= 元の文章 =
○ ○ ○ ○ ○ ○ ○

2020.5.26 ステイホームで見すぎちゃう

院長のスマホは、週の始めに、先週のスマホ総視聴時間を知らせてくれます(元々そういう設定?)。

ステイホームになってから、スマホだけでなく、タブレットやPCを見る時間の増えたこと、増えたこと。

 

さて、しばらくぶりに来院される子供の患者さん。

『家でゲームしかすることなかった』『外で遊ぶの禁止だったから』『課題より、ゲームの方に行ってしまう』『ステイホームだと見すぎちゃう』

『そうよね~家の中じゃ、ゲームくらいだもんね~。でも、前回より少し近視進んでいますね』と院長。

『やっぱりそうですか。学校休校を良いことに、一日中ゲームでした』とお母さん。

 

生まれたての赤ちゃんは、ほとんど見えません。

しかし、1歳で約0.2に、2歳で約0.4に視力が発達します。

3歳になるまでに急速に視力は発達し、3歳時健診前後では約1.0になります(月齢個人差有り)。

○ ○ ○ ○ ○ ○ ○

= 検討する資料 =
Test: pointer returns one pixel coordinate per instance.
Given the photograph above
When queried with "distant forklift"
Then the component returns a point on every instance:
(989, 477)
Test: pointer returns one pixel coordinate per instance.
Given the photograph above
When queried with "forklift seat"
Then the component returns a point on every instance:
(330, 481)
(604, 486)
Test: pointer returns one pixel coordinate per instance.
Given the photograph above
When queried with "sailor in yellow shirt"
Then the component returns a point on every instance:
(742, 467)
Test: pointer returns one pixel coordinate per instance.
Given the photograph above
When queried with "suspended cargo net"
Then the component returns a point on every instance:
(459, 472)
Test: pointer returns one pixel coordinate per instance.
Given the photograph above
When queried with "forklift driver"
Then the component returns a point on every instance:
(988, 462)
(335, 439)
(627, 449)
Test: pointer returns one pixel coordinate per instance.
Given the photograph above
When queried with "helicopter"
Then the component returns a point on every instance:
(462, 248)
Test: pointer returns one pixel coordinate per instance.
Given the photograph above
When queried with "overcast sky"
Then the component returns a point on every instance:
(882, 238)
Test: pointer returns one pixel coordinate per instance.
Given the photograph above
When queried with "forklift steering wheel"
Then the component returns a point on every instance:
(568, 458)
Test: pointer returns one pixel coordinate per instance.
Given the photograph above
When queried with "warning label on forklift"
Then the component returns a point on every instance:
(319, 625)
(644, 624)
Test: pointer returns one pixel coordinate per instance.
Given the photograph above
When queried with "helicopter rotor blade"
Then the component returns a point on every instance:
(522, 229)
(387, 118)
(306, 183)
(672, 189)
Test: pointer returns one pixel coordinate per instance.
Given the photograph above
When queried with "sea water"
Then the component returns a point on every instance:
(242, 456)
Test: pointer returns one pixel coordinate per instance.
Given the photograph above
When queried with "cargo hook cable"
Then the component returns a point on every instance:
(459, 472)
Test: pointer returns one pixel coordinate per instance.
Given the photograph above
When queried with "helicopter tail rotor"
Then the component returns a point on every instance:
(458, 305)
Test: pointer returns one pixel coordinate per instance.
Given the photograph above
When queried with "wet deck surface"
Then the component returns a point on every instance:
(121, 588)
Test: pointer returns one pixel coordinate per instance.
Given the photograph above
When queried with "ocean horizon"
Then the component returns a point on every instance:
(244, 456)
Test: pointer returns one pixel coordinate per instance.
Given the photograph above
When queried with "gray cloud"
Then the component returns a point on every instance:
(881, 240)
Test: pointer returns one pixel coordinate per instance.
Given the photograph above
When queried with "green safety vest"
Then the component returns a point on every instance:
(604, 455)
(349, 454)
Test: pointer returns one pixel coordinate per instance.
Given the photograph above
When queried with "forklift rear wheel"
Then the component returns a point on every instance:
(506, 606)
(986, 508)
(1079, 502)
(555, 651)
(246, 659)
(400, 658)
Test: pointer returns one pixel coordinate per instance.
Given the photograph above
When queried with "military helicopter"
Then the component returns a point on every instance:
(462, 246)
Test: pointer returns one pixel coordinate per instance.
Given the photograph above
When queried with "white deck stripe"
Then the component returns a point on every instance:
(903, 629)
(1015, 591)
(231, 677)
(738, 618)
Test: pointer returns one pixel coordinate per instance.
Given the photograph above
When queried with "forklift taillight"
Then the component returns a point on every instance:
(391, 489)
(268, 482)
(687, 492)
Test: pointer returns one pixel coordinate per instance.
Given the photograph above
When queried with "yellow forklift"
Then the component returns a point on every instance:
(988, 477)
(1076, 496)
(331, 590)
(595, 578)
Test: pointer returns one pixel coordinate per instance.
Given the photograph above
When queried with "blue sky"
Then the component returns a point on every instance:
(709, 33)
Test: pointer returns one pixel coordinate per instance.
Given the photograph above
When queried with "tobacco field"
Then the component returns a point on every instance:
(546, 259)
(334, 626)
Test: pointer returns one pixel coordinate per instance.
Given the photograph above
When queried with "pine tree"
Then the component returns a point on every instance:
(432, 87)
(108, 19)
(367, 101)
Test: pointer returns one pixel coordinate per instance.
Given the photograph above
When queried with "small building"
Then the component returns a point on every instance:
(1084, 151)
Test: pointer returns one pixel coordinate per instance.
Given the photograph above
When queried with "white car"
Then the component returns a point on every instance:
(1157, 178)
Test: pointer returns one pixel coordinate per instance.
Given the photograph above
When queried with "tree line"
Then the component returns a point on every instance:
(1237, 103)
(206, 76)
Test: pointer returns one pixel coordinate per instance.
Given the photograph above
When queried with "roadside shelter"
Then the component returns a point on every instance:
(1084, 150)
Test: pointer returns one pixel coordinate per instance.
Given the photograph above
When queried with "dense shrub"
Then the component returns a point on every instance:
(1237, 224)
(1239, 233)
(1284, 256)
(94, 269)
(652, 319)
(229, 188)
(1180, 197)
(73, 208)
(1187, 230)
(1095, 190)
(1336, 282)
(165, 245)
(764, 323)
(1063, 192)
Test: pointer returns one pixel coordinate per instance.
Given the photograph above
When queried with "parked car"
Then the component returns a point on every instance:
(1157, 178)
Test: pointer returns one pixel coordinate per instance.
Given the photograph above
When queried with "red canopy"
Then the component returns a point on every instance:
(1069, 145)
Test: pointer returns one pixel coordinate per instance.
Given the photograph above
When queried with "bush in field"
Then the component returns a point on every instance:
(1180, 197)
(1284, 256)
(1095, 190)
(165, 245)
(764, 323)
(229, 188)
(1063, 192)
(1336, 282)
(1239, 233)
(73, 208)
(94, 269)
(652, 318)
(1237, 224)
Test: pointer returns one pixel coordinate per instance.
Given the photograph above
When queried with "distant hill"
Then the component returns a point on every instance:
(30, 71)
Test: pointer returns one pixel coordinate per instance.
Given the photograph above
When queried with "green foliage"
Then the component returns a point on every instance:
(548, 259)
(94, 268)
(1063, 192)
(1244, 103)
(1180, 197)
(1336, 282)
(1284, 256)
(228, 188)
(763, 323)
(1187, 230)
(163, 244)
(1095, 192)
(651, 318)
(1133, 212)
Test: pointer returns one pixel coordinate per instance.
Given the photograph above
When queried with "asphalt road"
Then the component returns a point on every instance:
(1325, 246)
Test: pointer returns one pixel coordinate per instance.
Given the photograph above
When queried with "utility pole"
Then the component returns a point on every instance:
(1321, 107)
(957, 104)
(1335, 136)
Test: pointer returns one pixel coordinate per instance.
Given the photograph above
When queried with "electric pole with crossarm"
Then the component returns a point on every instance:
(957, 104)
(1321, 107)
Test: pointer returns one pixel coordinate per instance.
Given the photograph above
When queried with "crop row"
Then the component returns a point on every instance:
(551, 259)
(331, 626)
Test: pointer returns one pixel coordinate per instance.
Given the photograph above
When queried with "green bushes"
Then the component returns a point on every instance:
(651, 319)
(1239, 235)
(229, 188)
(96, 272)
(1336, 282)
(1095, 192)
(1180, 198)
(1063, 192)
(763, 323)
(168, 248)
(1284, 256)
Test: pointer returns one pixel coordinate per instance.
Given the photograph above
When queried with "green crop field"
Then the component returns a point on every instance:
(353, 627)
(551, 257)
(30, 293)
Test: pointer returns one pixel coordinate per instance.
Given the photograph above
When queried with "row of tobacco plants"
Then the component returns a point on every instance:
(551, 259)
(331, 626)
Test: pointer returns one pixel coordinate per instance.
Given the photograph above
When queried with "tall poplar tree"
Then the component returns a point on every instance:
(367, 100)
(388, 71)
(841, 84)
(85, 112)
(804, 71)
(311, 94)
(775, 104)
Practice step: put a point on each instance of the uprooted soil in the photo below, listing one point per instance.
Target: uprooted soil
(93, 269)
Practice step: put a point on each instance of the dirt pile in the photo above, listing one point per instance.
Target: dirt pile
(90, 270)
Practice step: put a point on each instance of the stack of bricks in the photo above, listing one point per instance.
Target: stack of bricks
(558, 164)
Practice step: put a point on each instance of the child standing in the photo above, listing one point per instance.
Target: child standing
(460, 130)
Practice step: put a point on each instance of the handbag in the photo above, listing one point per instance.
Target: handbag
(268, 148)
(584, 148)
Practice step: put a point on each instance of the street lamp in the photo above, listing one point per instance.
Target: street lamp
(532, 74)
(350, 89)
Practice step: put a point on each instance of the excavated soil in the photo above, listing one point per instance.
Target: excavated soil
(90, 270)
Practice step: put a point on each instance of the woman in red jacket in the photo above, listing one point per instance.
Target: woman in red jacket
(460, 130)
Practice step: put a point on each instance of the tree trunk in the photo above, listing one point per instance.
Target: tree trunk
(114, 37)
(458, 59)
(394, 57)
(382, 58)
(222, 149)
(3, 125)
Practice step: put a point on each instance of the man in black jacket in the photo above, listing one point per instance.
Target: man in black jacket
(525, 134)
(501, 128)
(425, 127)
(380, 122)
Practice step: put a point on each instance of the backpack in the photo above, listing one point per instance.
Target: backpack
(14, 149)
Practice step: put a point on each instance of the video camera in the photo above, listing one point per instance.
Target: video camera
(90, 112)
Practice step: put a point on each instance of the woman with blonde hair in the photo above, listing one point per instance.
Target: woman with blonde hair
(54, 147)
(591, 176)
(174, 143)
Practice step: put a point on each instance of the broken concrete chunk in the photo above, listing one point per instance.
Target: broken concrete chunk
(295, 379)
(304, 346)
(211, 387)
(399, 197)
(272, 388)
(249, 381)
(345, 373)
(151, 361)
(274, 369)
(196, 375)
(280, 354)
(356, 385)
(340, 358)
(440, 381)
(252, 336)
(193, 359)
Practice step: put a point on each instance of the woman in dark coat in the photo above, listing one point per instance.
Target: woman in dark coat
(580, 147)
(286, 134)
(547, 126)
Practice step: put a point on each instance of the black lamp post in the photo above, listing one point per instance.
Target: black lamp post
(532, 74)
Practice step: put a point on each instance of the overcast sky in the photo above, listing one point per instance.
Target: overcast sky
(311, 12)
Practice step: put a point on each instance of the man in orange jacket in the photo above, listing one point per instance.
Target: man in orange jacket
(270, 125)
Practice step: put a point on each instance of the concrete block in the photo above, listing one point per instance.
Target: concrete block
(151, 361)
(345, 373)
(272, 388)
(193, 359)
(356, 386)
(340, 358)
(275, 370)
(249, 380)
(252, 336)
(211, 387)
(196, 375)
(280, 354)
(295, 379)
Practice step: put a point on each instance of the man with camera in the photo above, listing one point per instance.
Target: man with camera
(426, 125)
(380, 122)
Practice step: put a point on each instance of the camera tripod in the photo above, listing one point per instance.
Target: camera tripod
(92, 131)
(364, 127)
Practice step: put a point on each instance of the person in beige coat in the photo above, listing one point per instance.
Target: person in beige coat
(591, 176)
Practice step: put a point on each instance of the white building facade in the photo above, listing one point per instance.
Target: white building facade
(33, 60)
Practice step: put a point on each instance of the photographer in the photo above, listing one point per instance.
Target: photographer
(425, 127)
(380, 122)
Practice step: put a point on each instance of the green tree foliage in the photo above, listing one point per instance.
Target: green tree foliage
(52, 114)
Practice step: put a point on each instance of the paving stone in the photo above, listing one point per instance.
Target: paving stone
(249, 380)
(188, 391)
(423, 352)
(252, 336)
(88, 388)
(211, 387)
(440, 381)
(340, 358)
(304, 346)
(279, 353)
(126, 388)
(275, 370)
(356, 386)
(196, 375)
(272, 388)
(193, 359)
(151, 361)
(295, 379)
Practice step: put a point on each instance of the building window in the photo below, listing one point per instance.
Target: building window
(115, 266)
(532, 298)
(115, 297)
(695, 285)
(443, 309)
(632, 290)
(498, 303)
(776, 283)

○ ○ ○ ○ ○ ○ ○

= 取り組む課題 =
ステイホーム中の子どもの視力についての本文を、最後の文のあとから書き継いでください。

= 演習の結果 =
就学前には約1.0~1.2に発達します。

視力だけでなく、眼球運動やピント合わせも急速に発達していきます。

何気なくしている『見たいものにきちんとピントを合わせる(調節)』『見たい方向に目を動かす』『見続ける(固視)』『細かい字を追って読む(追視)』も、目の発達過程で獲得するもの。

更に『たくさんの刺激の中から自分の見たいものを選択して見る(音もそうですね)』『微妙な、物の立体感がわかる』などもそうです。

身体を動かすことで、目との協調運動も高まります。

例えば、屋外で鬼ごっこをしたら、遠くの広い範囲を確認したり、鬼との距離を確認したりと、視覚と身体全体を使います。

 

ところが、スマホ・タブレット・PCなどを操作している時は、ほとんど身体を動かしません。

画面との距離も、一般の読書距離(30センチ)より短く、20~25センチ(もっと短い距離の人も)に固定されています。

ピント合わせも常に同じ距離のままです。

眼球運動も、小さな画面の範囲のみ。

 

近視の人は、多くが遺伝的要素によります。

しかし、最近では、近視人口が世界的に急増化していて、環境の関りも大きいとされています。

姿勢が悪く、対象物との距離が30センチ未満だと、近視が進行することが報告されています。

小さいうちから近くの物だけを見る習慣になると、姿勢も悪くなり、何でも近づけて作業をするようになってしまいます。

また、長時間の近くを見続けることは、近視進行を早めることも報告されています。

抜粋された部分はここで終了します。